文件正文:
- - -

爬10頁左右就不給數據了,需要添加UA池

總結:1.os模塊的基本操作

    os.chdir('路徑') --------------------表示改變當前工作目錄到路徑

    os.path.exists('文件名') ------------當前目錄下是否存在該文件,存在返回Ture,不存在返回False

    os.mkdir()-----------創建文件夾

  2. 用MD5值命名文件,可以有效的解決重復抓取的問題

  3.進程池能大大降低爬取時間

005.微博

# url拼接
from urllib.parse import urlencode
# 去掉html標簽
from pyquery import PyQuery as pq
# 請求
import requests
# 鏈接mongo
from pymongo import MongoClient
# 爬的太快大概36頁的時候就會出現418,加點延遲吧
import time

# 連接
client = MongoClient()
# 指定數據庫
db = client['weibo']
# 指定表
collection = db['weibo_domo2']

max_page = 100


# 存儲到mongoDB
def save_to_mongo(result):
	if collection.insert(result):
		print("saved to mongo")


# https://m.weibo.cn/api/container/getIndex?containerid=1076032830678474&page=2
# 找到X-Requested-With: XMLHttpRequest的Ajax請求
# 基礎url,之后利用urlencode進行拼接
base_url = 'https://m.weibo.cn/api/container/getIndex?'

# https://m.weibo.cn/api/container/getIndex?type=uid&value=1005052830678474&containerid=1005051005052830678474
headers = {
	'host': 'm.weibo.cn',
	# 手機端打開,查到鏈接,在解析
	# 'Referer': 'https://m.weibo.cn/p/1005052830678474',
	'Referer': 'https://m.weibo.cn/u/2202323951',
	'User-Agent': 'Mozilla/5.0 (Windows NT 10.0; Win64; x64) AppleWebKit/537.36 (KHTML, like Gecko) Chrome/72.0.3626.109 Safari/537.36',
	'X-Requested-With': 'XMLHttpRequest',
}


def get_page(page):
	params = {
		'type': 'uid',
		'value': '2202323951',
		# 'containerid': '1076032830678474',
		'containerid': '1076032202323951',
		'page': page,
	}
	url = base_url + urlencode(params)
	print(url)
	try:
		response = requests.get(url, headers=headers)
		if response.status_code == 200:
			# response = json.dump(response.text)
			return response.json(), page
	except requests.ConnectionError as e:
		print('Error', e.args)


def parse_page(json, page: int):
	if json:
		# 只需要data下的cards內的數據
		items = json.get('data').get('cards')

- - -

資料:
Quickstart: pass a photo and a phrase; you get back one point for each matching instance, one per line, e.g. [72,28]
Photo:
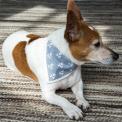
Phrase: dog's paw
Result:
[83,104]
[73,112]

- - -

練習題目 1: 根據這篇爬蟲筆記的總結,用MD5值命名文件可以解決什麼問題?
練習題目 2: 請從最後一行程式碼之後續寫這篇微博爬蟲筆記。

參考答案 1: 可以有效解決重複抓取的問題。

參考答案 2:
		# index 下標
		for index, item in enumerate(items):
			# 在第一頁,index==1沒有mblog,只有這個沒用,所以直接循環會導則索引報錯
			# 跳過這段
			if index == 1 and page == 1:
				continue
			else:
				item = item.get('mblog')
				weibo = {}
				# 微博ID
				# "id":"4349509976406880",
				weibo['ID'] = item.get('id')
				# 微博內容 使用pq去掉html標簽
				weibo['text'] = pq(item.get('text')).text()
				# 發表所用手機
				weibo['phone'] = item.get('source')
				# 發表時間
				weibo['time'] = item.get('edit_at')
				# 贊數量 attitudes:態度,意思,姿態
				weibo['attitudes'] = item.get('attitudes_count')
				# 評論數 comment:評論
				weibo['comments'] = item.get('comments_count')
				# 轉發數 repost:轉帖
				weibo['reposts'] = item.get('reposts_count')
				yield weibo


if __name__ == '__main__':
	for page in range(1, max_page + 1):
		json = get_page(page)
		# *json==*args 將返回的json和page傳入
		results = parse_page(*json)
		time.sleep(3)
		for result in results:
			print(result)
			save_to_mongo(result) 

總結:

  1.不加延遲爬到36-38頁會出現418  (418 I’m a teapot 服務器拒絕嘗試用 “茶壺沖泡咖啡”。)

  2. Ajax請求中可能在中間出現不是你想要的數據,例如微博page1,index1代表的是關注列表,關注的信息,不是你想要的數據

  3.使用手機端獲取Ajax數據,比在PC端,容易很多.

  4.啟動mongo需要先指定dbpath(數據存儲的地方),查詢插入文件的數量

    形如:mongod --dbpath="F:\MongoDB\Server\3.4\data"

    形如: db.weibo_domo2.find().count()

  5.最終爬取出了朱子奇的所有微博,一共959條

006.貓眼電影top100

https://www.cnblogs.com/shuimohei/p/10400814.html

007.百度百科

https://www.cnblogs.com/shuimohei/p/10339891.html

008.斗魚直播

'''
Ajax含有很多加密參數,我們無法直接進行爬取,只能借助Selenium
'''
# !/usr/bin/env python
# -*- coding:utf-8 -*-
import unittest
from selenium import webdriver
from bs4 import BeautifulSoup as bs
import time


class douyu(unittest.TestCase):
	# 初始化方法,必須是setUp()
	def setUp(self):
		# self.driver = webdriver.Chrome()
		self.driver = webdriver.PhantomJS()
		self.num = 0
		self.count = 0

	# 測試方法必須有test字樣開頭
	def testDouyu(self):
		self.driver.get("https://www.douyu.com/directory/all")

		while True:
			soup = bs(self.driver.page_source, "lxml")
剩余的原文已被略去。